# What you will do:
Please write out the data that follows, word for word.

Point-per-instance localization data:
◇ ◇ ◇ ◇
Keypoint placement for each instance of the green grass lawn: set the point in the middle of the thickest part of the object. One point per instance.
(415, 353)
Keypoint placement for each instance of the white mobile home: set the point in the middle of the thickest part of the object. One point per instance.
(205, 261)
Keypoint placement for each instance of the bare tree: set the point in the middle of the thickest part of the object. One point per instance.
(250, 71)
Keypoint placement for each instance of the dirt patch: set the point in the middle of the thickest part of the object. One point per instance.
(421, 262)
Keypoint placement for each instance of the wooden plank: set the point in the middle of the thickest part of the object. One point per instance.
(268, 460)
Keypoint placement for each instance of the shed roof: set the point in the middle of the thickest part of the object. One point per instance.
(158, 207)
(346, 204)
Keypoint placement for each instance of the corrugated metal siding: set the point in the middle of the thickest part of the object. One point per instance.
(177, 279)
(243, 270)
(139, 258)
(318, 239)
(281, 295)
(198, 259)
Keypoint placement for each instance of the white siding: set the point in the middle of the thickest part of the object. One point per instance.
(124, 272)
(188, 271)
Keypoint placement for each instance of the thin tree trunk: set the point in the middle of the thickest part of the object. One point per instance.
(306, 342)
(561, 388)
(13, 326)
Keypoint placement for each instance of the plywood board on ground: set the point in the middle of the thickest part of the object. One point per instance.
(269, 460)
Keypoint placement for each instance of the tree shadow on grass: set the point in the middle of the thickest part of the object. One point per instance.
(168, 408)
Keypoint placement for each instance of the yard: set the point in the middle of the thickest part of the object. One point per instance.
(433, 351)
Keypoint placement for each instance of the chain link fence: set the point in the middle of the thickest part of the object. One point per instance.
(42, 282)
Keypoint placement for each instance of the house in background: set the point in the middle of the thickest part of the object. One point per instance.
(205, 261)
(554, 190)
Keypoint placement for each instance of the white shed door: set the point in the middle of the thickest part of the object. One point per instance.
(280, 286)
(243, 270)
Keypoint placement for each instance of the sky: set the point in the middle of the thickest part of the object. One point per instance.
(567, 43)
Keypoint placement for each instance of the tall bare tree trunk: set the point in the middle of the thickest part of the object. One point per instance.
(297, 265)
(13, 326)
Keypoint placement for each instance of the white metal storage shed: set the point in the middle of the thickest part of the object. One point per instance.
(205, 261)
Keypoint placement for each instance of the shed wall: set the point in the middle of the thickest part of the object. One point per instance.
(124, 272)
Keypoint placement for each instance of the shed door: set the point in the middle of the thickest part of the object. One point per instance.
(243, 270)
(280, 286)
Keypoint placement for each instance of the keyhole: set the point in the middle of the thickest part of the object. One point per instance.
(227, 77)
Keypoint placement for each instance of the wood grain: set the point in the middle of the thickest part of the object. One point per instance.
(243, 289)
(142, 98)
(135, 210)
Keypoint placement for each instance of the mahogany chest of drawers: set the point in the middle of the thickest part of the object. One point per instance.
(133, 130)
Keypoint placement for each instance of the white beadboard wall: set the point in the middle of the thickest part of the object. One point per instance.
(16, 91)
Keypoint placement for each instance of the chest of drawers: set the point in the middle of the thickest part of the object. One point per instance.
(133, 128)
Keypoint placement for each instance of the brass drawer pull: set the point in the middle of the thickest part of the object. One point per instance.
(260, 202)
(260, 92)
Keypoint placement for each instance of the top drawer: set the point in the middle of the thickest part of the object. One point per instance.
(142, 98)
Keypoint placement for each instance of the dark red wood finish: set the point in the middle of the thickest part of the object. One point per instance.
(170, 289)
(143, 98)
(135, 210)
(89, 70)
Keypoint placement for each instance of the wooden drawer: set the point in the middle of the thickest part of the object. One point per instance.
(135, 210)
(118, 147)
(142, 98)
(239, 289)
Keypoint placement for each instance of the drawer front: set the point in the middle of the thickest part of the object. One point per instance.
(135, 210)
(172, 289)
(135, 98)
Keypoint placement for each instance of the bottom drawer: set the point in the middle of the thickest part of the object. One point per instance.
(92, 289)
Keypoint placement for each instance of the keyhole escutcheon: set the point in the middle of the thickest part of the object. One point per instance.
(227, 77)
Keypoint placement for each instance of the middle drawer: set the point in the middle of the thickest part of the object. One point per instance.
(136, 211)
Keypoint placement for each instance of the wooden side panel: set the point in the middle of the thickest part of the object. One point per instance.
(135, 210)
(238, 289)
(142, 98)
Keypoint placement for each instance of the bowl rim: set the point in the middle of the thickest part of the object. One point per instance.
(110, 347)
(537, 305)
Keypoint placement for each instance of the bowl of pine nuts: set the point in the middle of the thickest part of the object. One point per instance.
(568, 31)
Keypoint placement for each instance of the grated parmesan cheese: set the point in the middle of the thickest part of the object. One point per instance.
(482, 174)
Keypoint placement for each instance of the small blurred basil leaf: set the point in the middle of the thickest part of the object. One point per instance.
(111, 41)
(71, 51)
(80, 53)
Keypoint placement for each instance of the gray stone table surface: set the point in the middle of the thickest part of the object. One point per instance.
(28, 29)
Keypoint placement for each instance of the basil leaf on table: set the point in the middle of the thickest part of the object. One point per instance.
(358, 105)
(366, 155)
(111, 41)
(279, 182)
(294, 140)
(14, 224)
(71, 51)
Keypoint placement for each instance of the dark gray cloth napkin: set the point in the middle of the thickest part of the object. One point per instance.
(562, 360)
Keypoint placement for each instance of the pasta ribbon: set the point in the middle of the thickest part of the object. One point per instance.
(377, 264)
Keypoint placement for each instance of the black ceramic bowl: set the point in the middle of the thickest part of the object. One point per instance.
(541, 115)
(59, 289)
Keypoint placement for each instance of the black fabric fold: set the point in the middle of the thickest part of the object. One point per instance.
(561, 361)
◇ ◇ ◇ ◇
# Solution for this exercise:
Keypoint placement for each instance of the green grass lawn: set the point in the middle of the thickest part of the object. One point per instance.
(415, 353)
Keypoint placement for each instance of the white mobile home: set the point in the middle of the thickest part of the object. One point per instance.
(205, 261)
Keypoint placement for each instance of the bare tree: set the point in the middle of the thickest part of the object. One point per instance.
(250, 71)
Keypoint placement for each instance of the dirt patch: set the point in the middle of the thickest part of the object. One point per instance.
(421, 262)
Keypoint placement for each instance of the wooden plank: set the point in the middle of the thickest part of the object. One point per instance.
(268, 460)
Keypoint placement for each instance of the shed roof: set the point in the middle of the thickest part of the object. One point per instance.
(158, 207)
(346, 204)
Keypoint placement for each instance of the corrugated metal siding: set the point in the middle of the thickest part of the object. One point per instance.
(177, 279)
(243, 270)
(139, 258)
(318, 239)
(281, 295)
(198, 259)
Keypoint placement for each instance of the white siding: set the point in the middle of the thickest part of the object. One point per instance.
(124, 272)
(188, 271)
Keypoint placement for each instance of the thin tree trunk: set the point in the middle of the thickest part of the object. One point per instance.
(306, 342)
(561, 388)
(13, 326)
Keypoint placement for each instance of the plywood board on ground: set the point in the middle of the thickest part of the object. One point per instance.
(269, 460)
Keypoint placement for each instance of the tree shadow on grass: set the point in the middle of the thickest part of the object. One point per instance.
(168, 408)
Keypoint placement for each instance of the yard: set the point in the middle of the thickest part of the object. One point per instance.
(433, 351)
Keypoint placement for each instance of the chain link fence: set the point in the middle of the thickest part of the object. One point per instance.
(42, 282)
Keypoint placement for each instance of the house in background: set the point in the middle of the thickest part of the object. One point per instance.
(205, 261)
(554, 190)
Keypoint placement for each instance of the white shed door: set the point in the middle of the thickest part of the object. One point per instance.
(280, 286)
(243, 270)
Keypoint placement for each instance of the sky: set the point in the middle of the thickest part of the object. One point per instance.
(567, 43)
Keypoint placement for each instance of the tall bare tree trunk: set the point in the middle of the thickest part of the object. One point per instance.
(297, 265)
(13, 326)
Keypoint placement for each instance of the white metal storage shed: set the point in the middle of the thickest part of the object. One point per instance.
(205, 261)
Keypoint placement for each instance of the shed wall: set the point in the middle of the thickest part of the object. One point per instance.
(124, 272)
Keypoint placement for each instance of the shed door: set the point in the middle of the thickest part of the object. One point per instance.
(243, 270)
(280, 286)
Keypoint placement for each instance of the keyhole: set the point in the middle of the thickest part of the object. One point per instance.
(227, 77)
Keypoint placement for each instance of the wood grain: set the point in the middle of the thickest part of the object. One point per instance.
(243, 289)
(142, 98)
(135, 210)
Keypoint placement for each instance of the mahogany chest of drawers: set the point in the middle of the thickest part of the object. One point per instance.
(133, 130)
Keypoint placement for each instance of the white beadboard wall: set the point in the middle of the thickest part of the object. One point per instance.
(16, 91)
Keypoint placement for each instance of the chest of drawers: set the point in the middle of the thickest part of the object. One point per instance.
(133, 128)
Keypoint placement for each instance of the brass drawer pull: set the point in the middle of the thickest part of the object. One point per instance.
(260, 202)
(260, 92)
Keypoint placement for each instance of the top drawer: set the point in the middle of the thickest part of the object. One point per instance.
(142, 98)
Keypoint placement for each instance of the dark red wood finish: set the point in the middle of the thickest part of the object. One point per instance.
(170, 289)
(143, 98)
(135, 210)
(89, 70)
Keypoint placement for each instance of the wooden drawer: set the point in the middle of the thickest part of the object. One point per instance.
(135, 210)
(118, 147)
(142, 98)
(239, 289)
Keypoint placement for each instance of the drawer front: set the point in the middle of the thickest part of the object. One point per instance.
(135, 210)
(172, 289)
(135, 98)
Keypoint placement for each instance of the bottom drawer: set the point in the middle of the thickest part of the object. One point per instance.
(92, 289)
Keypoint placement for each instance of the keyhole escutcheon: set the point in the middle of the thickest part of the object. One point per instance.
(227, 77)
Keypoint placement for each instance of the middle drawer: set the point in the middle of the thickest part of the object. One point per instance.
(136, 211)
Keypoint placement for each instance of the wooden side panel: set the point in the middle of the thickest part of the object. One point per instance.
(135, 210)
(238, 289)
(142, 98)
Keypoint placement for each instance of the bowl rim: set the point in the middle of the thickest part of the object. One point per instance.
(110, 347)
(537, 305)
Keypoint placement for each instance of the bowl of pine nuts: set the point in the middle of the thickest part of the object. One point per instance.
(568, 31)
Keypoint placement for each instance of the grated parmesan cheese: set the point in the middle of the thickest part of the object. One point per instance.
(482, 174)
Keypoint placement for each instance of the small blurred basil leaf: set the point in the middle of the thickest part of the object. One point per instance.
(111, 41)
(71, 51)
(80, 53)
Keypoint placement for each instance of the gray stone table surface: set the point in the middle of the thickest part of the object. One point per instance.
(28, 29)
Keypoint placement for each instance of the basil leaf on table: set the point in the middle of the thickest part of the object. One point per instance.
(358, 105)
(366, 155)
(111, 41)
(279, 182)
(294, 140)
(14, 224)
(71, 51)
Keypoint placement for each instance of the dark gray cloth napkin: set the point in the middle of the thickest part of the object. One point per instance.
(562, 360)
Keypoint placement for each instance of the pasta ribbon: set the point in the middle of the thickest part of the object. One point per instance.
(377, 264)
Keypoint placement for each instance of the black ceramic bowl: set the point in the middle of the thickest part of the object. One point per instance.
(541, 115)
(59, 289)
Keypoint placement for each instance of the black fabric fold: set the point in the middle of the thickest part of the object. One point per instance.
(561, 361)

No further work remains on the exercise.